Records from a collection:
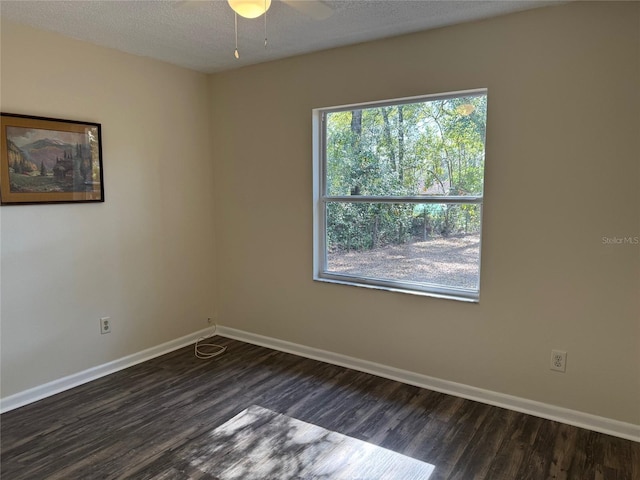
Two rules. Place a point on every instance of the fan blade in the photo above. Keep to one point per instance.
(315, 9)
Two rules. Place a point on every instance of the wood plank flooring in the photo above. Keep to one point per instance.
(137, 423)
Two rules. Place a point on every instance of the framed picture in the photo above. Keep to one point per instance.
(48, 160)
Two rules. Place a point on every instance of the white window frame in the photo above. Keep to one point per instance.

# BRIEF:
Write out the entries again, exactly as given, skipping any images.

# WRITTEN ANSWER:
Two rules. Place a point on every instance of the fan blade in the photo above. Keep to one point per instance.
(315, 9)
Two rules. Place a point on every instance of the wood plank flooring in the photo above. Keep to one point per instance.
(137, 423)
Two rules. Place a point on every instance of the framed picture in the photo above. Keep to one point per instance.
(48, 160)
Two rules. Place a point on every instance of the white window frame in the photo above. Keep to one point per instance.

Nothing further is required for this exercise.